### AIM
Reproduce the stretch of entries from the start through the line containing "(224, 1002)", including its requests, and shift every coordinate in the answers by adding -117 to each number.

### RECORDS SHOWN
──────

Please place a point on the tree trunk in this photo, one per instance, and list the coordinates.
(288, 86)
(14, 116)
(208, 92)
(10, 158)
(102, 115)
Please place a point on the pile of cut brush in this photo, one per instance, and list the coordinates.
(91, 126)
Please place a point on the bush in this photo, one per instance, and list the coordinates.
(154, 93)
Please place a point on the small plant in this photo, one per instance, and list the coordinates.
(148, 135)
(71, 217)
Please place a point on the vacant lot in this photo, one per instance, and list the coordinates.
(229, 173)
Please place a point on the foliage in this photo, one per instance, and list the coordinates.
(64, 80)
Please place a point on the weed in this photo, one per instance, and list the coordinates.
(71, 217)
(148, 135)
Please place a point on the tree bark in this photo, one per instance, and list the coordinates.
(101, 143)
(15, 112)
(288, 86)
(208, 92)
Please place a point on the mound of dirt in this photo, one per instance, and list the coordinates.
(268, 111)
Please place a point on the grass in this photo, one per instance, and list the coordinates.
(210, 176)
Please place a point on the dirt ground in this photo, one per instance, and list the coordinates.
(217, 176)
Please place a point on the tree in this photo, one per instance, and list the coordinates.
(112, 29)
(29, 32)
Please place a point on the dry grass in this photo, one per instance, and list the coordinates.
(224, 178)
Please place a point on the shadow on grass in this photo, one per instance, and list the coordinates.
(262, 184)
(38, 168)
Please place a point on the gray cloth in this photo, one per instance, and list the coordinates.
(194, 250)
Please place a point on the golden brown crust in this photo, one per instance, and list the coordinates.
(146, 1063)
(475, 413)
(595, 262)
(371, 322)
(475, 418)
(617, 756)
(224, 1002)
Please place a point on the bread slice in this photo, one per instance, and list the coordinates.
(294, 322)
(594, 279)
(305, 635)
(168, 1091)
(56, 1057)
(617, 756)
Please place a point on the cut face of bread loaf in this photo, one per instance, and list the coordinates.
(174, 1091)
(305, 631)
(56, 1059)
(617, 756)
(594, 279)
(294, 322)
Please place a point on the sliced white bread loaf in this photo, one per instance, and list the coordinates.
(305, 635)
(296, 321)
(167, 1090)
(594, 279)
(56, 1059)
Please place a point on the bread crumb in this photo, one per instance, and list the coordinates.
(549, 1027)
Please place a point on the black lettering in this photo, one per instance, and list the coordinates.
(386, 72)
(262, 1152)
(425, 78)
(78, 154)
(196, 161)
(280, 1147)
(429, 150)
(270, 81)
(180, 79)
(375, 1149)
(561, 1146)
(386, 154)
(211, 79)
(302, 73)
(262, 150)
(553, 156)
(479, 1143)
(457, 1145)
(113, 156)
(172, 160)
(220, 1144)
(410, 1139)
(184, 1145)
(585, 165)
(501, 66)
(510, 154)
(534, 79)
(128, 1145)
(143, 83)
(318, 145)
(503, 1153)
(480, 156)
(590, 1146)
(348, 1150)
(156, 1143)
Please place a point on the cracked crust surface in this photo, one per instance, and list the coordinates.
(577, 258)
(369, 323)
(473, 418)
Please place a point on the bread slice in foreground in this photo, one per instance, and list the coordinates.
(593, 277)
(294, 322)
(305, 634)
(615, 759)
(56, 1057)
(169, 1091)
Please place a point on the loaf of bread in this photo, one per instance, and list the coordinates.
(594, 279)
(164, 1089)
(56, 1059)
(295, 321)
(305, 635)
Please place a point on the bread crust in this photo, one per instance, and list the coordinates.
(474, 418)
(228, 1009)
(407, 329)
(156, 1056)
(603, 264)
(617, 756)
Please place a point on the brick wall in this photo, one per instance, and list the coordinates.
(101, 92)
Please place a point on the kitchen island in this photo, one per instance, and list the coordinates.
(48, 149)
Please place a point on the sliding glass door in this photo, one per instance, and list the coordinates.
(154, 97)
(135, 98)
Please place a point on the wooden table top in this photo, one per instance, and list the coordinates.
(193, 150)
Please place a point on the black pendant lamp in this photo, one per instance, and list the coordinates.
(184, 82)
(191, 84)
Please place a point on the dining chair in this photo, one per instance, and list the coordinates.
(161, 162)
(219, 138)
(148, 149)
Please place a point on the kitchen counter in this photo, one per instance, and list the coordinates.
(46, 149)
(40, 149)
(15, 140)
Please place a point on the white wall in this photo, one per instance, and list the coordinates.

──────

### RESULT BELOW
Please place a point on the tree trunk in this photo, one per instance, and list the coordinates.
(171, -31)
(-103, -1)
(91, -25)
(-107, 41)
(-15, -2)
Please place a point on the pile of cut brush in this photo, one per instance, and list the coordinates.
(-26, 9)
Please place a point on the bush in this photo, one per instance, and list the coordinates.
(37, -24)
Please place a point on the small plant in this photo, one per instance, and list the coordinates.
(31, 18)
(-46, 100)
Please place a point on the vacant lot in this photo, one per instance, and list the coordinates.
(112, 56)
Please place a point on the foliage in this photo, one per instance, and list the coordinates.
(-53, -37)
Please place a point on the weed in this photo, one per instance, and list the coordinates.
(-46, 100)
(31, 18)
Please place a point on the tree bark in this photo, one per instance, and list the coordinates.
(-16, 26)
(-102, -5)
(171, -31)
(91, -25)
Please place a point on the mound of dirt in this photo, one per instance, and list the coordinates.
(151, -6)
Please place a point on the grass in this photo, one per instance, and list the coordinates.
(93, 59)
Please place a point on the dirt ground in this photo, one per instance, and list the coordinates.
(100, 59)
Please place a point on the tree in this photo, one per instance, and list the coordinates.
(-5, -88)
(-88, -85)
Please place a point on the dry grass in this photo, one per instance, and list the coordinates.
(107, 61)
Please place a point on the shadow on grass in this photo, one per instance, and list the coordinates.
(145, 67)
(-79, 51)
Please place a point on the gray cloth in this photo, one per instance, and list the coordinates.
(77, 133)
Please place a point on the golden brown crust in this photo, one per instance, and list the coordinates.
(29, 946)
(358, 296)
(478, 145)
(254, 205)
(358, 301)
(500, 639)
(107, 885)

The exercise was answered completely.